### Stored data

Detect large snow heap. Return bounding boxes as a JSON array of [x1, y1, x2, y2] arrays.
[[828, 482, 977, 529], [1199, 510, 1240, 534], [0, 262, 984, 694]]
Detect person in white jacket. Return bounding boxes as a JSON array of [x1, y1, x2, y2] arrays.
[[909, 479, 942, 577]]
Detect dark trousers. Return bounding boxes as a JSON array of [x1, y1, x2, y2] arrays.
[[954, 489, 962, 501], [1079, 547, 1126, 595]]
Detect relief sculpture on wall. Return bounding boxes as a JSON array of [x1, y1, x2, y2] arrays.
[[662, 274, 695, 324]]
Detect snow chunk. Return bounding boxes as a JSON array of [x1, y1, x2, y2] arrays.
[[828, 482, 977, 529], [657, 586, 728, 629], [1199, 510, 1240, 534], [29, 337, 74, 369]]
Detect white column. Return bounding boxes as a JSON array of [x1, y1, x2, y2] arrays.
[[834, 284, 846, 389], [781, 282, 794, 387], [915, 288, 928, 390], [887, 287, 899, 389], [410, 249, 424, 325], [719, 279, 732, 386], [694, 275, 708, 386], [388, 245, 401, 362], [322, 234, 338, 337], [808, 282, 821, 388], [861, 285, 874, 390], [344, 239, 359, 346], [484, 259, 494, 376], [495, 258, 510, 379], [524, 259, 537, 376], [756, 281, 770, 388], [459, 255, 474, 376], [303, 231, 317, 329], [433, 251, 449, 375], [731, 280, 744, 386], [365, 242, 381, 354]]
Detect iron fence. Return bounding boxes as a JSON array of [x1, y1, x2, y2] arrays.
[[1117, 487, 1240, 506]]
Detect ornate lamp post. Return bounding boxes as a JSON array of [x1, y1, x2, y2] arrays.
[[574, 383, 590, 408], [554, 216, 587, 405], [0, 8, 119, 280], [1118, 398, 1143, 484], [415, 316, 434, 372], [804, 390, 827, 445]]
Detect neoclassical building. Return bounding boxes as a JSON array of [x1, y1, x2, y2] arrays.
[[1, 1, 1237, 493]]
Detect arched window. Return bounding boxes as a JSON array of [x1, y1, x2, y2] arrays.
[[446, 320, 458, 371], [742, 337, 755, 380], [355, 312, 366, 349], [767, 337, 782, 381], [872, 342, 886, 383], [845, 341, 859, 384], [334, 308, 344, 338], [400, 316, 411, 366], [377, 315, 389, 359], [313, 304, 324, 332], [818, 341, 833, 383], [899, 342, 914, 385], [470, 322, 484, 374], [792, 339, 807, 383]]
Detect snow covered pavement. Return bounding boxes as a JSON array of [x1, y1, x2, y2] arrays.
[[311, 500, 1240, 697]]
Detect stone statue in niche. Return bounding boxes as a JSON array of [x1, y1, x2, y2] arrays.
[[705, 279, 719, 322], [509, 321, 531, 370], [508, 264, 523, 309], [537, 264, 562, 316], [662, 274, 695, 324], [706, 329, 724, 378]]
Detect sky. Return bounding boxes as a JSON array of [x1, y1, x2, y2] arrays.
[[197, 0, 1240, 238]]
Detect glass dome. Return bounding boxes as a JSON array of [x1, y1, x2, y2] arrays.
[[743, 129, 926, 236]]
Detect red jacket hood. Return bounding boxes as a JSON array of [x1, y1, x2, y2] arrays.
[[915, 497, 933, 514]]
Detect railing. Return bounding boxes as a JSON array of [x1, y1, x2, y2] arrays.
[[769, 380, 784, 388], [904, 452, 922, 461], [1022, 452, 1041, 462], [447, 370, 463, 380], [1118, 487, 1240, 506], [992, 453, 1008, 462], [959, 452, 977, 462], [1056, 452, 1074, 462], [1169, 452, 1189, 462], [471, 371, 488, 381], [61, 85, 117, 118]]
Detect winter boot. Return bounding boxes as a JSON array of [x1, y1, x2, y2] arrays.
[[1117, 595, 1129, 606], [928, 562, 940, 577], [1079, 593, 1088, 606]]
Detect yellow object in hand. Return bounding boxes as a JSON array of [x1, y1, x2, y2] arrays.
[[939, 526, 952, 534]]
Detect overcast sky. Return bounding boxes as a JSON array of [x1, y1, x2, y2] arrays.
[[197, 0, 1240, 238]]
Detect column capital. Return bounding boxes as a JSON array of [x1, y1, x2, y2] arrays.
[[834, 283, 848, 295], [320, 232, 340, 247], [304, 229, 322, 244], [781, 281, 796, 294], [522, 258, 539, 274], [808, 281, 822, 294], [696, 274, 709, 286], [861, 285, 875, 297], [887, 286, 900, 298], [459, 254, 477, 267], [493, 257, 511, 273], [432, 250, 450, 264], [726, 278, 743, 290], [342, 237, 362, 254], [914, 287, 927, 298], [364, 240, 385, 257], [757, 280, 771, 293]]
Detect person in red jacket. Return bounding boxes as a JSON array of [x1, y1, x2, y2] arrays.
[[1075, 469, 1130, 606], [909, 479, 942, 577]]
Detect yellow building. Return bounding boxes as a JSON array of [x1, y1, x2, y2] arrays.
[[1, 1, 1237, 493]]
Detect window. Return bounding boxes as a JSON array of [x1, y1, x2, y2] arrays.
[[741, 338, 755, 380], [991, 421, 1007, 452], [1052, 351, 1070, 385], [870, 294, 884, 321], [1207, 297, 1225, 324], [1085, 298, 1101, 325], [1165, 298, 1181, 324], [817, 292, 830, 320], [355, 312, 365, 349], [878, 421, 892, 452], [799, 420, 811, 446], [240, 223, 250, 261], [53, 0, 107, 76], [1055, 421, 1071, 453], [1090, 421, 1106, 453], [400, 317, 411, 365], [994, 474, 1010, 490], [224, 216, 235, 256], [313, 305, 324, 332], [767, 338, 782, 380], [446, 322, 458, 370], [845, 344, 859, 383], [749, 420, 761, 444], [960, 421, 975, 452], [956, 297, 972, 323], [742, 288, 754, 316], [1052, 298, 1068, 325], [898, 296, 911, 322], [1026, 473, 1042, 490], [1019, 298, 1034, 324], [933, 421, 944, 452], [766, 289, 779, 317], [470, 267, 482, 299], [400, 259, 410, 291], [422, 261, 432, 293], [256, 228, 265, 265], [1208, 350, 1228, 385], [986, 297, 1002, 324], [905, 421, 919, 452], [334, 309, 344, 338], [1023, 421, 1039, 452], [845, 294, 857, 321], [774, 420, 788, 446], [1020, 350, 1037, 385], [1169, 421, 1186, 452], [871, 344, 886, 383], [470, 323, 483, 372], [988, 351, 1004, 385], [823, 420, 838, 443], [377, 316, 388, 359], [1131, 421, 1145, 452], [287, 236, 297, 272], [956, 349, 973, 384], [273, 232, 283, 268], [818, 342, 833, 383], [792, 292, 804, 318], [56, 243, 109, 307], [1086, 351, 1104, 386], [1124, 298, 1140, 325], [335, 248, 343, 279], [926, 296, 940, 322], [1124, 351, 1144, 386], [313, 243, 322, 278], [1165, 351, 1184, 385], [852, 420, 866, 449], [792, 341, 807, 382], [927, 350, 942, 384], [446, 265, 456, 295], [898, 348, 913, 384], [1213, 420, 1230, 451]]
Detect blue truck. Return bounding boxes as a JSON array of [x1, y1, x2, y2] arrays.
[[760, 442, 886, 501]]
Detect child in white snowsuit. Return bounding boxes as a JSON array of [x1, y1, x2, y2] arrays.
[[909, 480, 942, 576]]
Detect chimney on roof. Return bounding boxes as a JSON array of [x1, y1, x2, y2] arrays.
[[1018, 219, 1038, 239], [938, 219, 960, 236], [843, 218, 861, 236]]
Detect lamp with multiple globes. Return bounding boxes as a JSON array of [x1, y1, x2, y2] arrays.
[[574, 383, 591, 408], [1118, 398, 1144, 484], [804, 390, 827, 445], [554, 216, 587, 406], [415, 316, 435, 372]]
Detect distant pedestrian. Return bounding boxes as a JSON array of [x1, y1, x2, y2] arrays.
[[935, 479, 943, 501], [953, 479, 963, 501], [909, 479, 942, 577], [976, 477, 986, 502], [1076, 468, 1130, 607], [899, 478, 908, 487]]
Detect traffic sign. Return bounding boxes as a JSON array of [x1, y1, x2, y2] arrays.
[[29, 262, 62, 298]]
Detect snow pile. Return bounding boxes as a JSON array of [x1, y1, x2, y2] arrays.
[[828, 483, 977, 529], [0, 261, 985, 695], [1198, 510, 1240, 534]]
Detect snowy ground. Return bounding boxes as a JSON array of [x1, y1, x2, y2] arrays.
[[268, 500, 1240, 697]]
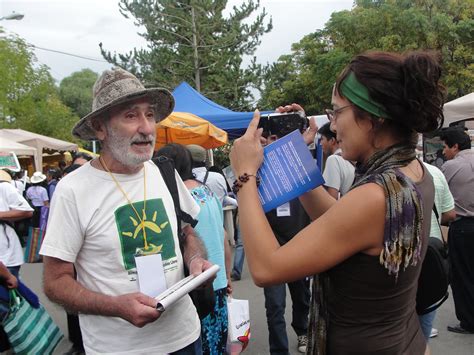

### Directions
Reproduce, word for word, the lines from the one containing "Detect lamp with" to the end of the material, both ends included. No picture is copied.

### Answer space
Detect lamp with multiple globes. Return bounding boxes as a JSON array of [x1, y1, x2, y2] arrays.
[[574, 383, 591, 408], [1118, 398, 1144, 484], [804, 390, 827, 445], [554, 216, 587, 406], [415, 316, 435, 372]]
Detect distant pedestrian. Return bounding boxes as a JSON array of [x1, y1, x2, y2] arrays.
[[935, 479, 943, 501], [953, 479, 963, 501], [909, 479, 942, 577], [976, 477, 986, 502], [1076, 468, 1130, 607], [899, 478, 908, 487]]
Detect traffic sign. Return bounding boxes as a JSON array of [x1, y1, x2, y2] arrays.
[[29, 262, 62, 298]]
Detect snow pile. Return bounding boxes as a JSON array of [x1, y1, x2, y2] arrays.
[[828, 483, 977, 529], [0, 261, 985, 695], [1198, 510, 1240, 534]]
Detect snowy ground. Return bounding boxes as a JSON array of [x1, y1, x2, y2] arrays.
[[268, 500, 1240, 697]]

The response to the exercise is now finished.